→ What you will do
• 1. From the dream account, output the passage that starts at the words "I was sitting" and ends after "on, so I left.", copied word for word.
• 2. Translate this sentence from the dream account into Spanish: "I didn't know what was going on, so I left."

→ Extracted text
>>>

There's this myth out there that if you die in your dreams, you die in reality. Well, I can officially attest to the fact that this is untrue...I think. Whether or not I died in my dream is technically up for debate, and you'll see why once I've recanted my tale....
I was sitting in the ABC-30 newsroom [this is where I work, for those who don't know] with the usual weekend crew, just hanging out. Randomly, in walks Miss P, the leadership/student council teacher from when I was in high school, complaining, "I left Edison High School so I could get away from a-holes like these idiots." I said, "Miss P, what are you talking about?" She replied, "Shut the f--- up, loser" and stamped away angrily. I was confused. I was even more confused when Miss Carey, who I had for freshman biology back in high school entered the room, talking about the Pope to our weather guy, Angelo. I didn't know what was going on, so I left.

<<<

→ Source information
>>>

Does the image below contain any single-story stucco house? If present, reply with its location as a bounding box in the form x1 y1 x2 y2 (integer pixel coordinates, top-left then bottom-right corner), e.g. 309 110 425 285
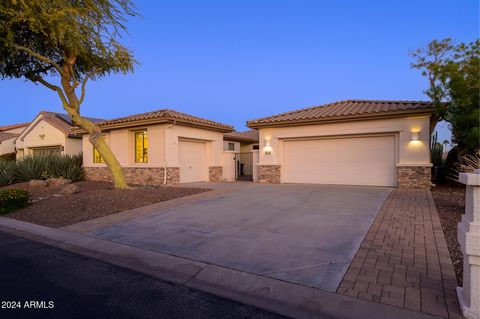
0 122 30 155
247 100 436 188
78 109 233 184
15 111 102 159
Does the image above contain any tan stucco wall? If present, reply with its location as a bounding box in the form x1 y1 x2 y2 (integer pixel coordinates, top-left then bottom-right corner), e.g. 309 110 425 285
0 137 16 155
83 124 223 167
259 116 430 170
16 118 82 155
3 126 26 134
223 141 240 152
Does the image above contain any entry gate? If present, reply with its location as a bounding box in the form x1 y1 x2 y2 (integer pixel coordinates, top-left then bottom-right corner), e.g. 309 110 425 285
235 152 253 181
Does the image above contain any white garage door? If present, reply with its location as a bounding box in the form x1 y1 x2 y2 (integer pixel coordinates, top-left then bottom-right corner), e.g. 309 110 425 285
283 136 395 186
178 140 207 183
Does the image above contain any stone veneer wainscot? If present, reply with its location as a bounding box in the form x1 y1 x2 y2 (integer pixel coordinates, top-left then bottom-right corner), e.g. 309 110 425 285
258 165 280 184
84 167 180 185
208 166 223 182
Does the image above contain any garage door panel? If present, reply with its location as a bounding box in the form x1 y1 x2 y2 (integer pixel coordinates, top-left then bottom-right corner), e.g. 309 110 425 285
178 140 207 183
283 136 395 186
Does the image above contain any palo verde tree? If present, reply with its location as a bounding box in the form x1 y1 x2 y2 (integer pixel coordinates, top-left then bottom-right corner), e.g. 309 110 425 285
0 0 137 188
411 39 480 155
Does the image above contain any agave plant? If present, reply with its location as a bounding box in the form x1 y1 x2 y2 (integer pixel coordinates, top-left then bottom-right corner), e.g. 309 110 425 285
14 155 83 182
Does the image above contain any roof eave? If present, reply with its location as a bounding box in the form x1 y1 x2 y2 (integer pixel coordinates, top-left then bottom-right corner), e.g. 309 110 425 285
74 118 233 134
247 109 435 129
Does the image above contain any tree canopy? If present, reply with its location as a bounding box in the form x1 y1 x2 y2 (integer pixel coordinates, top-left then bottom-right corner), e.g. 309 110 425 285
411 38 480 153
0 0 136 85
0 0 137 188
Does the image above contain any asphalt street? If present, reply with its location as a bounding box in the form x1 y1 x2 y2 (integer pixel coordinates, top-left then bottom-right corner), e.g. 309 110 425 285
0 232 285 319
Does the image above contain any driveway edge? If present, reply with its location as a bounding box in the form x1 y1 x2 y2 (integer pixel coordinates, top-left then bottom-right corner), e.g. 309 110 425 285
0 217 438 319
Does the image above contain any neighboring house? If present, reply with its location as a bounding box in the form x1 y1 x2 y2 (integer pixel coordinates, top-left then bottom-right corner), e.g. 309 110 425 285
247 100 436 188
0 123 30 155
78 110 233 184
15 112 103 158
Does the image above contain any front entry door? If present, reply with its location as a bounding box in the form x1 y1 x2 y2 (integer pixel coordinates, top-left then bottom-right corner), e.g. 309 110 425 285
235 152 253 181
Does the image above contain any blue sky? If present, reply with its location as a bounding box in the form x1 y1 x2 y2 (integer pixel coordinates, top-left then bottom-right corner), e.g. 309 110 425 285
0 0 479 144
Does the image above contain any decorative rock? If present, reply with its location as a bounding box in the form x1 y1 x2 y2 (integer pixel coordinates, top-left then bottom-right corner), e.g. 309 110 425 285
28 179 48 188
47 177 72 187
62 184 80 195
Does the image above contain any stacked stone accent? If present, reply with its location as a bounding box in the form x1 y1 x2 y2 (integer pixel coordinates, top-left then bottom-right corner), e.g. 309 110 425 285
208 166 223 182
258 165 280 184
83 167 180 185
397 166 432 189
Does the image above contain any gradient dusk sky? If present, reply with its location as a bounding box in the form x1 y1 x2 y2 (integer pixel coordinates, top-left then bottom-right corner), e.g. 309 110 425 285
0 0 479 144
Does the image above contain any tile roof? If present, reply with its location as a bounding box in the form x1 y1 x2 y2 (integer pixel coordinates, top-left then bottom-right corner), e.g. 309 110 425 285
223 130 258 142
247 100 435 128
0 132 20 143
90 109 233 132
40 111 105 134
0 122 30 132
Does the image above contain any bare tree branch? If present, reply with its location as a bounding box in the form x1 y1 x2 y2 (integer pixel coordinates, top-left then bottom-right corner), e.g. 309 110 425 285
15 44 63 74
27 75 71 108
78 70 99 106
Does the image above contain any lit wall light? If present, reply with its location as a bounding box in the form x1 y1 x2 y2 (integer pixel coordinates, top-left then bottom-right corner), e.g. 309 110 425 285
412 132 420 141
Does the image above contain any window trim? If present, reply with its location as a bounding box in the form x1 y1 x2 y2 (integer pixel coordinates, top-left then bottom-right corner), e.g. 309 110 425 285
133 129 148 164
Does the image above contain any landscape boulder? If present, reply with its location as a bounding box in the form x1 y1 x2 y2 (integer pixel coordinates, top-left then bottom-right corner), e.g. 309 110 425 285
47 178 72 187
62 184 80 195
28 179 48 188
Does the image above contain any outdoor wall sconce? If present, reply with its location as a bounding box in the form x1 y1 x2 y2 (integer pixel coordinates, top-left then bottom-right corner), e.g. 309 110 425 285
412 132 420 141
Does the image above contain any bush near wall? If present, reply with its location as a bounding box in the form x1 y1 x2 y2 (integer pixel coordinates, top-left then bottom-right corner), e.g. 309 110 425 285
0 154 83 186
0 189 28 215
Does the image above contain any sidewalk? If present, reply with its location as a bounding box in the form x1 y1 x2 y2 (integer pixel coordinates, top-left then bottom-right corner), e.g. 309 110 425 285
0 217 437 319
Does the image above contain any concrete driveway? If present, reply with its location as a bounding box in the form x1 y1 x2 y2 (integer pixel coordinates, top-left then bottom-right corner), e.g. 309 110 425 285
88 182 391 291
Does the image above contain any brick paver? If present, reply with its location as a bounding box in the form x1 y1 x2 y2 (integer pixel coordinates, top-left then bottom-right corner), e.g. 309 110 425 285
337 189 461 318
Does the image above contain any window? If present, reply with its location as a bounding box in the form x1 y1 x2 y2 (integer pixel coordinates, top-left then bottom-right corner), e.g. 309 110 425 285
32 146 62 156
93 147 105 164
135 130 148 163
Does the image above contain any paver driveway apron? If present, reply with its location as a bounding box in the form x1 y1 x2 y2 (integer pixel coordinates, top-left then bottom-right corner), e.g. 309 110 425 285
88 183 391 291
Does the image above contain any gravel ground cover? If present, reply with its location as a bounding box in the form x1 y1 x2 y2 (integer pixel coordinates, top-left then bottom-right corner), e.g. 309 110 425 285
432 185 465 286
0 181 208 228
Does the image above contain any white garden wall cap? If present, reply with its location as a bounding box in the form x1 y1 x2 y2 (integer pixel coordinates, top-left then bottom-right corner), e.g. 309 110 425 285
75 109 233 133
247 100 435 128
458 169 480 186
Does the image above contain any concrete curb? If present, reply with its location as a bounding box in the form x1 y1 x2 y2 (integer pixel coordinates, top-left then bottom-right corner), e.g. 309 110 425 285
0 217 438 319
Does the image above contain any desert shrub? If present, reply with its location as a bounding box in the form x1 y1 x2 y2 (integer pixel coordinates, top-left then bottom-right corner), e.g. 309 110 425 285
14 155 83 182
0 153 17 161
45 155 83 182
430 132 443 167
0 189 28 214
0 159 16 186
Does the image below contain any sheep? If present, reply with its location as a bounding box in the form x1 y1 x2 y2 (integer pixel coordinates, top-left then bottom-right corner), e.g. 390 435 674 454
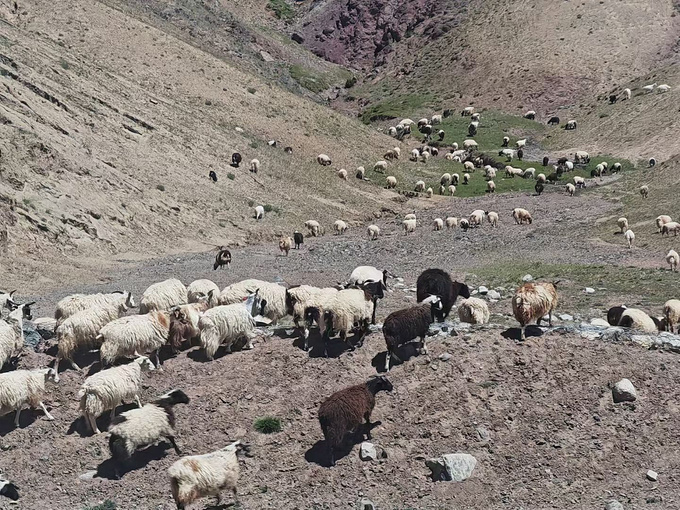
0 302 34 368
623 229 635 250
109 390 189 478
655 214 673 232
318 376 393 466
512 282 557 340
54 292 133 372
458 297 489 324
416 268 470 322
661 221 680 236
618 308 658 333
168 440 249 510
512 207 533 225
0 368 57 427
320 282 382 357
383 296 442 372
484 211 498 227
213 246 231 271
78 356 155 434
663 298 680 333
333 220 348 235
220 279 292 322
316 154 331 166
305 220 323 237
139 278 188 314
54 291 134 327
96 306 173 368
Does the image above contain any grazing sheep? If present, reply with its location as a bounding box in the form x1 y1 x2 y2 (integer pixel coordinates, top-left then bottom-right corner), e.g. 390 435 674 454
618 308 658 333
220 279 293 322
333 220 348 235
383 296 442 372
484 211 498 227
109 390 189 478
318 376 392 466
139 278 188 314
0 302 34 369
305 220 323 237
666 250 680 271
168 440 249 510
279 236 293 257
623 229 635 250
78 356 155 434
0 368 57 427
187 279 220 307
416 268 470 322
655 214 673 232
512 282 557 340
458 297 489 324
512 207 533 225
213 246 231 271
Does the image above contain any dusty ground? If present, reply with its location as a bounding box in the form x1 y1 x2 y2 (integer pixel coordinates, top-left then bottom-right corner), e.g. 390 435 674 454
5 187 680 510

<<<
>>>

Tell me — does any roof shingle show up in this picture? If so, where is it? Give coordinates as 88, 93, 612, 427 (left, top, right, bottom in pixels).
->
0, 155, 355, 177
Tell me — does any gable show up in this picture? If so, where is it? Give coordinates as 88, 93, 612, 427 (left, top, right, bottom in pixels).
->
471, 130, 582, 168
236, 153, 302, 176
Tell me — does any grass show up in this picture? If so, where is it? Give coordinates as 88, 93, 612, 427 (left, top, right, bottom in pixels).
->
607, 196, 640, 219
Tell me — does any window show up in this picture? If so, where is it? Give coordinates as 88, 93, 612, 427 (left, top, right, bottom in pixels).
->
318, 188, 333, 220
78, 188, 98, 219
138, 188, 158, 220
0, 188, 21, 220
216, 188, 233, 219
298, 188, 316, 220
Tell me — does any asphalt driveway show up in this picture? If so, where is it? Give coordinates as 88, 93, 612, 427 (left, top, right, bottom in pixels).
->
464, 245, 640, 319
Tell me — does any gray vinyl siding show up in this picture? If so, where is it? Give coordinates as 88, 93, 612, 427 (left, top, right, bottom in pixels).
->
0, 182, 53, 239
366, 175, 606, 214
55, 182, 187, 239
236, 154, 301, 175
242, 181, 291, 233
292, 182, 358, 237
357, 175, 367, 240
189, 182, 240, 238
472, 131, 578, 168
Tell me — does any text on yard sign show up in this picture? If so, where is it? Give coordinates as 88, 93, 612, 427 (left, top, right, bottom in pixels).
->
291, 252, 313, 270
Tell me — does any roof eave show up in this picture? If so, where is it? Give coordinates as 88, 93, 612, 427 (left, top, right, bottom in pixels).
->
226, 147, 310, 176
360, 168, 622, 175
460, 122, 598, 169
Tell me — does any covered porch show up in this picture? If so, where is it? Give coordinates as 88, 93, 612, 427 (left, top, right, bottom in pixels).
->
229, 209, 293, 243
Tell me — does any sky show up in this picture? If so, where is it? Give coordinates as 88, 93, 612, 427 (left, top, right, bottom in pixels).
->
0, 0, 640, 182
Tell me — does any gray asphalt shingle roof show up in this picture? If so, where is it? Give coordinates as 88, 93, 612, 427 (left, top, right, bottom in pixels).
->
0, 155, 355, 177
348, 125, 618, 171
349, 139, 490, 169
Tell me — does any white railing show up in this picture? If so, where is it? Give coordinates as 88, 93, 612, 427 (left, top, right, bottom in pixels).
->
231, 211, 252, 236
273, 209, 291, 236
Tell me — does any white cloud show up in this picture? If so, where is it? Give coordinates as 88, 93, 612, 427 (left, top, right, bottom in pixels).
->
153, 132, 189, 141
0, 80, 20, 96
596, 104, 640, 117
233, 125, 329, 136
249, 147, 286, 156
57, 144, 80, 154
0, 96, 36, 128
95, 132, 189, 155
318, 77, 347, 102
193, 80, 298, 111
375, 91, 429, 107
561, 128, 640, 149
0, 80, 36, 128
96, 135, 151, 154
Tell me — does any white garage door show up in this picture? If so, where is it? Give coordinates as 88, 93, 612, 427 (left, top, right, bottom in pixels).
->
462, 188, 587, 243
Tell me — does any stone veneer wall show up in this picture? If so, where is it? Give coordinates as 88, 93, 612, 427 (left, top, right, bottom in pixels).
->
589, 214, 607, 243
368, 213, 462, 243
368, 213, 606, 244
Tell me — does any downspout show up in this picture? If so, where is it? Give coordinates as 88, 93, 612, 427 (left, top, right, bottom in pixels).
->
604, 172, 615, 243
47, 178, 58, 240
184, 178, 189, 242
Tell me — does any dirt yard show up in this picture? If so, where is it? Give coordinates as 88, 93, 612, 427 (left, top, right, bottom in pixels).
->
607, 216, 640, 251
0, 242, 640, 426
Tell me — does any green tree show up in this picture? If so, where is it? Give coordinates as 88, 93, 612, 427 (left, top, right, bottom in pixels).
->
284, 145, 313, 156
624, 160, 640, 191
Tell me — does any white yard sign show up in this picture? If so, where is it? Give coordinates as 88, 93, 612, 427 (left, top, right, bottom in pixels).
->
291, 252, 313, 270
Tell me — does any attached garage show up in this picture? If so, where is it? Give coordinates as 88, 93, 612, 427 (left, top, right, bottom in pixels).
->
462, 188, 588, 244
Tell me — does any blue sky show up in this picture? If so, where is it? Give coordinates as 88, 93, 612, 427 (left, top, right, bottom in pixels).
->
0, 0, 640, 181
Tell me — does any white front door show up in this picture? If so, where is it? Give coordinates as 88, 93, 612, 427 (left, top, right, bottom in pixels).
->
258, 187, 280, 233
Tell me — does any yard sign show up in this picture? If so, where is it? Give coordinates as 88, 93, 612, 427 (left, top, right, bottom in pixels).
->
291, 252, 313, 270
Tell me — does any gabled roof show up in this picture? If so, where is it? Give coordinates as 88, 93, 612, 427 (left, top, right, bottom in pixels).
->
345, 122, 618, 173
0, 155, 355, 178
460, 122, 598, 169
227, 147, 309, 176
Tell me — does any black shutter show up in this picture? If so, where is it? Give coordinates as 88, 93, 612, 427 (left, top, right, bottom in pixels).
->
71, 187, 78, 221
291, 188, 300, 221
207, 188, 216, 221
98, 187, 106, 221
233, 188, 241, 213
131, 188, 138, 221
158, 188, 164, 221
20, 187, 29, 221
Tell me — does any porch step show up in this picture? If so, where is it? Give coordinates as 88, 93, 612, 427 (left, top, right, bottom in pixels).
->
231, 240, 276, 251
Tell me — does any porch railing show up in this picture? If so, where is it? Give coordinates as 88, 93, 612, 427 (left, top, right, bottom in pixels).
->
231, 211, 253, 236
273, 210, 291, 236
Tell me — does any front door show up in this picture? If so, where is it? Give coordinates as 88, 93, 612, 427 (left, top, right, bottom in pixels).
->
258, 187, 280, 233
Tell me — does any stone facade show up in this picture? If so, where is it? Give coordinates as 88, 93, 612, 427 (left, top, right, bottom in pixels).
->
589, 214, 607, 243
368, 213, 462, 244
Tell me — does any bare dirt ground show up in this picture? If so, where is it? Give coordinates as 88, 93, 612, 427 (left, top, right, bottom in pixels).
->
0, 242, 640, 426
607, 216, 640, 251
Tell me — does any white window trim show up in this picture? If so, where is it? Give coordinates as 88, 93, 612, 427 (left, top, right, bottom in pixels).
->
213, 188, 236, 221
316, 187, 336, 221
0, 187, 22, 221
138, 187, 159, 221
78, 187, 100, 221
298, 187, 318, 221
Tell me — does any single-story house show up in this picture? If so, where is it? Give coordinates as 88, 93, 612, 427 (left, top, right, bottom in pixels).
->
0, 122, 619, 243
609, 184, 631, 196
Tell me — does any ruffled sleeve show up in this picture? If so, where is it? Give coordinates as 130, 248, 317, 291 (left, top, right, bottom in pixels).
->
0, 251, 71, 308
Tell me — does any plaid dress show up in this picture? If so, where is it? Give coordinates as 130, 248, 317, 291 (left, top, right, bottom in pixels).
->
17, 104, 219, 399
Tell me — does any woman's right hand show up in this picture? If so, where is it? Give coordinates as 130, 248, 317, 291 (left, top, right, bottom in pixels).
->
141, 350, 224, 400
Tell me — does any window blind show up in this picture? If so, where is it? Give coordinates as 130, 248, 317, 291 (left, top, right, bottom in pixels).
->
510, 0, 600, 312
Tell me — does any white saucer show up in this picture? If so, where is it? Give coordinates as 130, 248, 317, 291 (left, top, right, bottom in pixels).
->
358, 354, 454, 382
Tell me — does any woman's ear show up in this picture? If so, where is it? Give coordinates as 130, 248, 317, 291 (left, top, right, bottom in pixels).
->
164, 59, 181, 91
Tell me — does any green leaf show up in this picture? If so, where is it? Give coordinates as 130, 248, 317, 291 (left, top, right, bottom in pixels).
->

<<<

→ Exercise answers
• 1.
I was sitting in the ABC-30 newsroom [this is where I work, for those who don't know] with the usual weekend crew, just hanging out. Randomly, in walks Miss P, the leadership/student council teacher from when I was in high school, complaining, "I left Edison High School so I could get away from a-holes like these idiots." I said, "Miss P, what are you talking about?" She replied, "Shut the f--- up, loser" and stamped away angrily. I was confused. I was even more confused when Miss Carey, who I had for freshman biology back in high school entered the room, talking about the Pope to our weather guy, Angelo. I didn't know what was going on, so I left.

• 2. No sabía qué estaba pasando, así que me fui.